▶ **Consignes de travail**:
Poursuivez, s'il vous plaît, le récit sur Boisboissel pendant la Révolution à partir de sa dernière phrase.

▶ **Passage fourni**:
------------------------------------------------

A cette triste époque, la France était déchirée de toutes parts, les troupes ennemies et les émigrés remplissaient les plaines de la Champagne et de la Lorraine, les ennemis de l'intérieur levaient une tête altière, et déchirant de leurs mains parricides les entrailles de leur patrie, semblaient se disputer les membres épars. La Convention nationale encore au berceau, et sans cesse entravée par les menées séditieuses de quelques-uns de ses membres gangrenés, voyait la liberté courir les plus grands dangers sans pouvoir y remédier. Enfin, le peuple de Paris, obligé de quitter en partie ses foyers pour aller repousser loin du sol français les esclaves de la Prusse et de l'Allemagne, avait signalé sa justice les 2 et 3 septembre. L'écho de cet acte de vigueur retentit jusque dans nos contrées: les aristocrates en furent stupéfaits, les prêtres réfractaires, principaux auteurs de tous nos désastres, furent dès ce moment proscrits de notre territoire. Le Breton fut obligé de passer en Angleterre et de se jeter entre les bras de Pitt qui devait lui accorder l'accueil favorable qu'il prodiguait à tous les traîtres. Boisboissel sentit vivement cette perte. Cependant il dissimula quelque temps et pleura en secret la perte de son ami. Dès cet instant on ne le vit plus paraître en public. Isolé du reste des hommes, il rêvait en secret la contre révolution, attendant, disait-il, des moments plus favorables pour sortir de sa léthargie.

Néanmoins, quoiqu'il fit tous ses efforts pour modérer ce feu contre révolutionnaire qui le dévorait, il ne pouvait toutefois réprimer ses transports. Entiché de Sa noblesse qu'il prétendait être des plus anciennes de la Bretagne, il témoigna toujours le plus profond mépris pour les autorités constituées. Des officiers municipaux de Ploëzal attesteront l'avoir vu déchirer avec fureur des lettres que l'administration du district de Pontrieux lui envoyait pour le forcer à piquer ses armes, spectacle destructeur de l'égalité, et qui se trouvaient répandues avec profusion au dessus de presque toutes les portes de sa demeure.

------------------------------------------------

▶ **Extraits de données**:
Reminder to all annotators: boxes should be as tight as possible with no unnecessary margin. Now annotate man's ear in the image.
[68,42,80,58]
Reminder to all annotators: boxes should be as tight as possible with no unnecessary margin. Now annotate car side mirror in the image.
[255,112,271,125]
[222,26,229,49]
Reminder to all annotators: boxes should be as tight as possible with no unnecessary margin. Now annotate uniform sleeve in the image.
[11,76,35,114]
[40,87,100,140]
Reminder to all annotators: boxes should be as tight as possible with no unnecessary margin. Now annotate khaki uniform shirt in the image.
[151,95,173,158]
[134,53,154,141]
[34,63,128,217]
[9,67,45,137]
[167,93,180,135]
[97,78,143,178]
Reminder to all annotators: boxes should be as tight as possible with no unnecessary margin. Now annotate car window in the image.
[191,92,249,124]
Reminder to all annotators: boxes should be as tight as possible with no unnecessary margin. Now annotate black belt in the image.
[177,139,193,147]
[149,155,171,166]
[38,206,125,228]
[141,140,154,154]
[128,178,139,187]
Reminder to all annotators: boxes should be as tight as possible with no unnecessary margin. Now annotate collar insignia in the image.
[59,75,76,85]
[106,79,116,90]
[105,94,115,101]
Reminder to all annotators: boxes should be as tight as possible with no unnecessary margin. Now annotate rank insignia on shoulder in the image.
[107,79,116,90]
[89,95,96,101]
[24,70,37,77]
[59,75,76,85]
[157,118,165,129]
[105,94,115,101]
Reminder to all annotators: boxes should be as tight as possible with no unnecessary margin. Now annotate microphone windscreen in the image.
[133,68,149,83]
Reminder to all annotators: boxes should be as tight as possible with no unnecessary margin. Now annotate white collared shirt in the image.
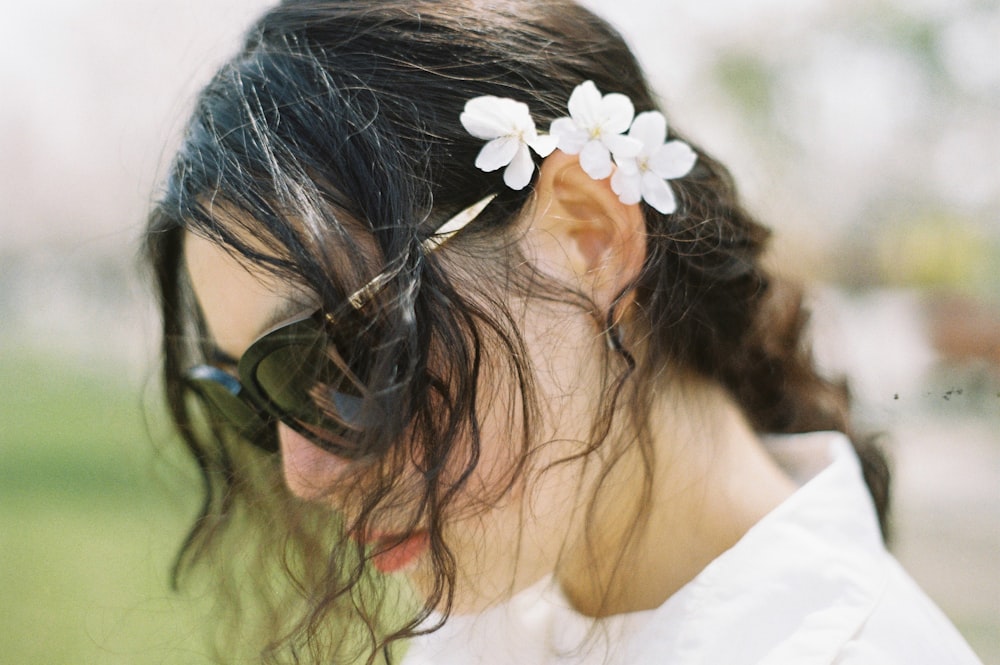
[403,432,981,665]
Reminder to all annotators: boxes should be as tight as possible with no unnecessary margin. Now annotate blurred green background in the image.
[0,0,1000,665]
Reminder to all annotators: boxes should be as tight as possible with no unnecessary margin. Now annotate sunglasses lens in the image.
[186,365,272,449]
[254,334,362,434]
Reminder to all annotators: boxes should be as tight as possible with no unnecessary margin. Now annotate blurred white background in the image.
[0,0,1000,662]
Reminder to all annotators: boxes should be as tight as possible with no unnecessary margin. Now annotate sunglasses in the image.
[184,194,496,459]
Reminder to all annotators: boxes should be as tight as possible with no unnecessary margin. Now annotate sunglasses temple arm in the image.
[347,194,497,309]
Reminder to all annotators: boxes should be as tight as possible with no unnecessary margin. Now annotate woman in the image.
[147,0,976,664]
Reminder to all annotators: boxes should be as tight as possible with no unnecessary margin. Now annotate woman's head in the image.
[147,0,872,660]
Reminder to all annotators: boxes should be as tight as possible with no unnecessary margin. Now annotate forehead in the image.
[184,232,316,357]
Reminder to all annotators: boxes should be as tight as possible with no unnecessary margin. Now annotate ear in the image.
[522,150,646,314]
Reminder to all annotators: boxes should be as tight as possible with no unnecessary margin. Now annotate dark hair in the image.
[146,0,888,662]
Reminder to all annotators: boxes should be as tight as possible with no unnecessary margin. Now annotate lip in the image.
[364,531,430,574]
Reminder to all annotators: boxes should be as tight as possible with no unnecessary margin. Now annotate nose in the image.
[278,423,349,501]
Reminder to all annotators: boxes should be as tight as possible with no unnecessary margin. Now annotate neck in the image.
[557,379,795,617]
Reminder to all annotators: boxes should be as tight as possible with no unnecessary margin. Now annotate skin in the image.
[185,152,795,616]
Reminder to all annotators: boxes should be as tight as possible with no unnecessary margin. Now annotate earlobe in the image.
[523,150,646,313]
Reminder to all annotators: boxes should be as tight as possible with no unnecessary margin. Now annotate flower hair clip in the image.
[460,81,697,214]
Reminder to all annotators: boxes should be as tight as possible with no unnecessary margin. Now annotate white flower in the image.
[459,95,556,189]
[549,81,642,180]
[611,111,698,215]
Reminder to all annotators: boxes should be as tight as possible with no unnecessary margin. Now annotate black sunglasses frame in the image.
[184,194,496,459]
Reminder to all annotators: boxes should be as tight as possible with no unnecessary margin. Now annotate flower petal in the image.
[595,88,635,134]
[580,141,611,180]
[614,155,639,175]
[549,118,590,155]
[649,141,698,180]
[567,81,601,128]
[642,171,677,215]
[503,143,535,189]
[459,95,534,139]
[601,134,642,159]
[611,169,642,205]
[528,136,559,157]
[628,111,667,157]
[476,136,523,172]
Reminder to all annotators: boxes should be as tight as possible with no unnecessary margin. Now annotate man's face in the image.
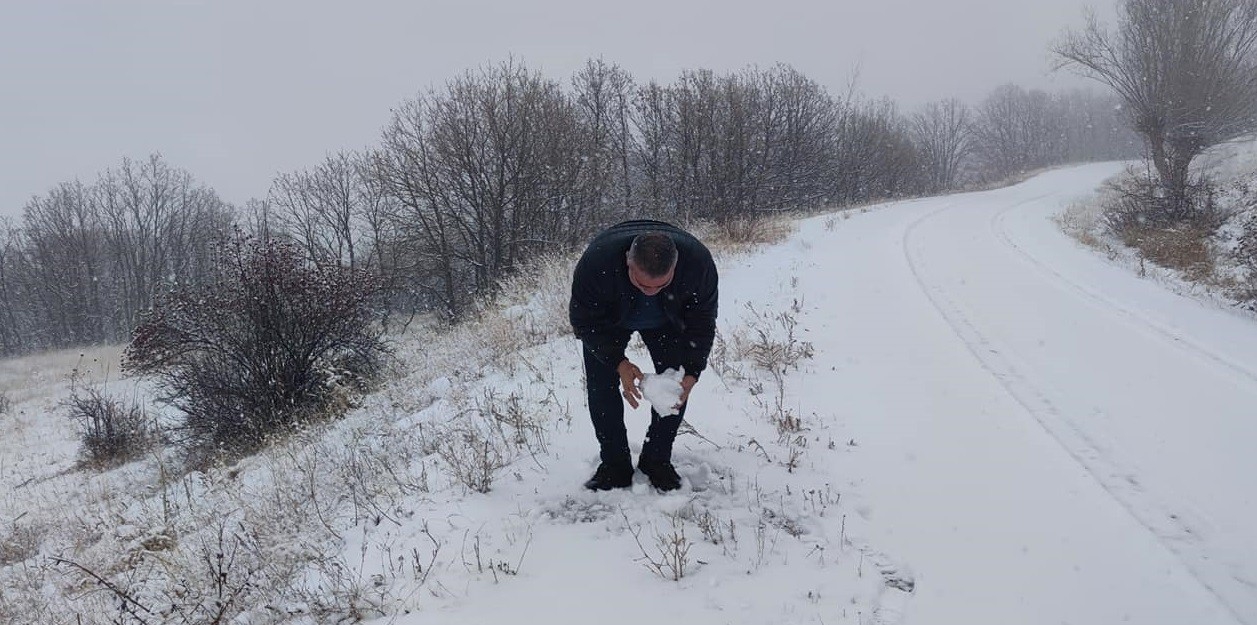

------------------------------------------------

▶ **Réponse à l'exercice**:
Enfin, Citoyens, la république était pour lui un nom odieux et qui ne sortait jamais de sa bouche qu'avec des blasphèmes. Nous avons vu des quittances signées par lui et datées des derniers jours de décembre 1793 et de janvier 1794, comme s'il eût ignoré qu'à cette époque la république existait.

Qu'ils périssent les traîtres, qu'ils sachent enfin, ces vils suppôts de la tyrannie, que cette république qu'ils abhorrent tant n'est plus une chimère !

Telle est, Citoyens, la faible esquisse que nous pouvons vous présenter de la conduite d'un homme qui depuis le commencement de la révolution, s'est toujours montré son plus grand ennemi, d'un homme qui en secret a suivi le cours de toutes les factions qui tour à tour ont assailli la liberté, d'un homme, dis-je, dont la vie morale et politique n'a été qu'un tissu d'actions inciviques et criminelles. Nous remplissons aujourd'huy un devoir sacré, un devoir cher à nos coeurs. Si notre attestation et celle de la municipalité ne suffisent pas, nous trouverons une foule de témoins pour déposer les faits que nous avons articulés cy-dessus. Il faut enfin que la justice soit à l'ordre du jour. Toute indulgence à l'égard des conspirateurs serait coupable. Ce serait prêter à nos ennemis des armes pour nous combattre... Mais non, le peuple français est debout ; il saura maintenir des droits qu'il n'a conquis qu'après cinq ans d'orages et de dangers.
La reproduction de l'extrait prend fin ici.